TASKS TO PERFORM:
(A) Decide whether each statement agrees with the article on the two dancers: (i) Joy Womack comes from Santa Monica, California; (ii) Sergei Polunin grew up in a wealthy Ukrainian city; (iii) Womack is the first American to perform behind the walls of the Kremlin. For each, answer yes or no and quote the words from the article that settle it.
(B) Answer these questions from the article on the two dancers, one per line:
(i) Who is the author of the article?
(ii) In which ballet is Myrtha the Queen of the Ghost Girls?
(iii) With which company does Joy Womack dance?
(C) List every real person named in the article on the two dancers, including its author.

PASSAGE:
Thursday, November 12, 2015

East-West Story: The Parallel Lives of Two World-Class Dancers By Samiha Shafy

Joy Womack is from California, Sergei Polunin from a poor city in Ukraine. One went East to pursue a career in ballet, the other West. For both, talent has proven to be a double-edged sword.
 
When she appears, the other dancers strike a quiet pose. She takes off, jumps and does a split mid-air in a swirl of white tulle. Her movements seem effortless, as if she requires no momentum at all -- not even a chance to catch her breath. She imperiously raises an arm, liberating the others from their paralysis. They fall into line behind her and follow her steps, for she is Myrtha, their leader, the Queen of the Ghost Girls in the ballet "Giselle." En pointe, with her head held high, the queen receives a round of applause. Then she glides away. Backstage, she lets herself fall on a yoga mat, panting and sweating. After a short pause, she's back to being Joy Womack, a 21-year-old from Santa Monica, California. In her company, the Kremlin Ballet Theater, she is one of the select few who dances solo. She is the first American to perform here, behind the walls of the Kremlin.

PROVIDED MATERIAL:
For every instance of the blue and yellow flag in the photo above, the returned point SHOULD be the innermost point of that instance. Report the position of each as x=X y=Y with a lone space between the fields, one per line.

TASK SOLUTIONS:
(A)
(i) Yes: "a 21-year-old from Santa Monica, California"
(ii) No: "Sergei Polunin from a poor city in Ukraine"
(iii) Yes: "She is the first American to perform here, behind the walls of the Kremlin."

(B)
(i) Samiha Shafy
(ii) "Giselle"
(iii) The Kremlin Ballet Theater

(C) Samiha Shafy, Joy Womack, Sergei Polunin